--- START OF Supplied entries ---

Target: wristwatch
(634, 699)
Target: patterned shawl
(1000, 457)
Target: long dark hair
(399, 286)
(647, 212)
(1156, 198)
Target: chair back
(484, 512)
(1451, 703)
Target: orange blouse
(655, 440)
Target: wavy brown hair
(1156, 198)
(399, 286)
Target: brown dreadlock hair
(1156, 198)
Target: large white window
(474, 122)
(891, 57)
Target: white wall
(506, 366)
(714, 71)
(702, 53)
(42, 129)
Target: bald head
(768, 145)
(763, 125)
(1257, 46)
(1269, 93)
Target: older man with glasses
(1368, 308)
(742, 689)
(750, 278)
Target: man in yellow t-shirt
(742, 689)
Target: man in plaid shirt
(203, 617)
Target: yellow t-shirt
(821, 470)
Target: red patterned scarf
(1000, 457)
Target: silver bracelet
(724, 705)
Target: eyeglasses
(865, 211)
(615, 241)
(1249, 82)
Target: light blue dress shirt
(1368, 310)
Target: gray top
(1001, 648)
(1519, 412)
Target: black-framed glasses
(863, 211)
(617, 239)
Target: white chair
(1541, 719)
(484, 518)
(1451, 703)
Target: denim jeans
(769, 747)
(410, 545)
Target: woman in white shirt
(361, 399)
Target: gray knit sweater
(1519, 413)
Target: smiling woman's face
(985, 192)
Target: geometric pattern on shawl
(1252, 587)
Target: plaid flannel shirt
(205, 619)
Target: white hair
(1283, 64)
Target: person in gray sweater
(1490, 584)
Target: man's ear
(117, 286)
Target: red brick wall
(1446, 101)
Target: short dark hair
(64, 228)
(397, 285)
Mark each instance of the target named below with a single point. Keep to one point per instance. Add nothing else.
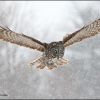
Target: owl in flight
(53, 52)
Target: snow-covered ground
(49, 21)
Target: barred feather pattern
(85, 32)
(20, 39)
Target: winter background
(49, 21)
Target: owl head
(55, 50)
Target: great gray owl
(52, 52)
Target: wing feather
(85, 32)
(21, 39)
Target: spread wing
(85, 32)
(20, 39)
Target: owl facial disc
(55, 50)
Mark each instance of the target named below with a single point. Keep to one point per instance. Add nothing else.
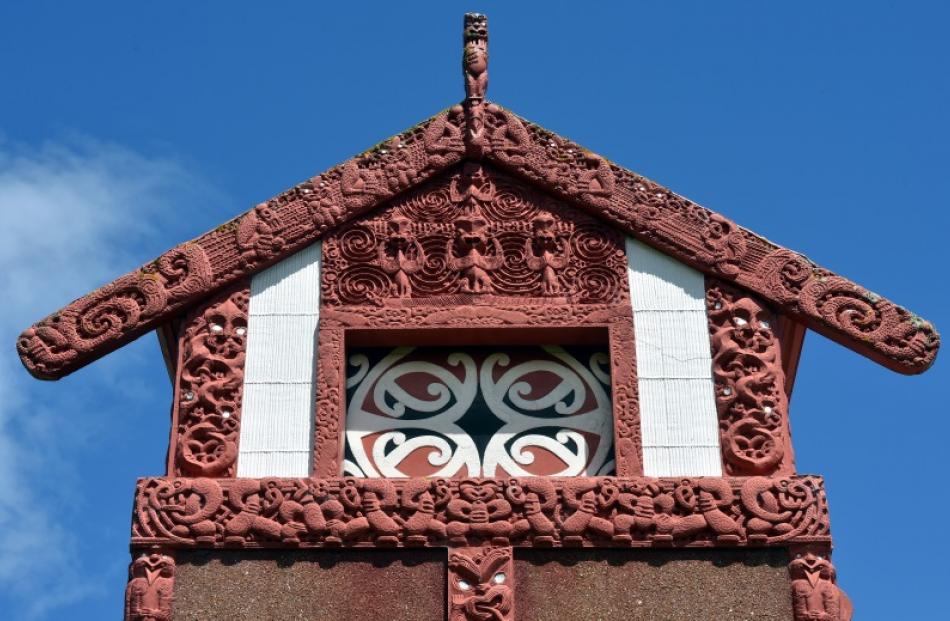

--- END OF Supplied entries ---

Express every line of the listing above as an entry in a JSON list of strings, one string per line, skipping blank lines. Omit the pictures.

[
  "Target: wristwatch",
  "(634, 699)",
  "Target: patterned shawl",
  "(1000, 457)",
  "Target: long dark hair",
  "(399, 286)",
  "(647, 212)",
  "(1156, 198)",
  "Target: chair back",
  "(484, 512)",
  "(1451, 703)",
  "Target: orange blouse",
  "(655, 440)",
  "Target: wavy brown hair",
  "(1156, 198)",
  "(399, 286)",
  "Target: brown dreadlock hair",
  "(1156, 198)",
  "Target: large white window",
  "(474, 122)",
  "(891, 57)",
  "Target: white wall",
  "(506, 366)",
  "(714, 71)",
  "(702, 53)",
  "(42, 129)",
  "Target: bald head",
  "(768, 145)",
  "(763, 125)",
  "(1257, 46)",
  "(1269, 93)",
  "Target: older man with glasses",
  "(1368, 308)",
  "(742, 689)",
  "(750, 278)",
  "Target: man in yellow t-shirt",
  "(742, 689)",
  "Target: man in plaid shirt",
  "(203, 617)",
  "Target: yellow t-shirt",
  "(821, 470)",
  "Target: red patterned scarf",
  "(1000, 457)",
  "Target: silver bracelet",
  "(724, 705)",
  "Target: eyeglasses",
  "(865, 211)",
  "(615, 241)",
  "(1249, 82)",
  "Target: light blue dress shirt",
  "(1368, 310)",
  "Target: gray top",
  "(1001, 648)",
  "(1519, 412)",
  "Target: black-framed glasses",
  "(863, 211)",
  "(617, 239)",
  "Target: white chair",
  "(1541, 719)",
  "(484, 518)",
  "(1451, 703)",
  "Target: denim jeans",
  "(769, 747)",
  "(410, 545)",
  "Target: woman in white shirt",
  "(361, 399)",
  "Target: gray knit sweater",
  "(1519, 413)",
  "Target: smiling woman's face",
  "(985, 192)",
  "Target: geometric pattern on shawl",
  "(1252, 587)",
  "Target: plaid flannel shirt",
  "(205, 619)",
  "Target: white hair",
  "(1283, 64)",
  "Target: person in gray sweater",
  "(1490, 584)",
  "Target: man's ear",
  "(117, 286)",
  "Target: red brick wall",
  "(1446, 101)",
  "Target: short dark hair",
  "(64, 228)",
  "(397, 285)",
  "Mark each instance of the target named below with a single point. Keep to one point per instance. Add nothing else.",
  "Target: owl in flight",
  "(53, 52)",
  "Target: snow-covered ground",
  "(49, 21)",
  "Target: barred feather pattern",
  "(85, 32)",
  "(20, 39)",
  "Target: winter background",
  "(49, 21)",
  "Target: owl head",
  "(55, 50)",
  "Target: great gray owl",
  "(52, 52)",
  "Target: wing feather",
  "(85, 32)",
  "(21, 39)",
  "Target: spread wing",
  "(85, 32)",
  "(20, 39)",
  "Target: owl facial disc",
  "(55, 50)",
  "Mark each instance of the target named below with a single point. Keep to one point per instance. Add nothing else."
]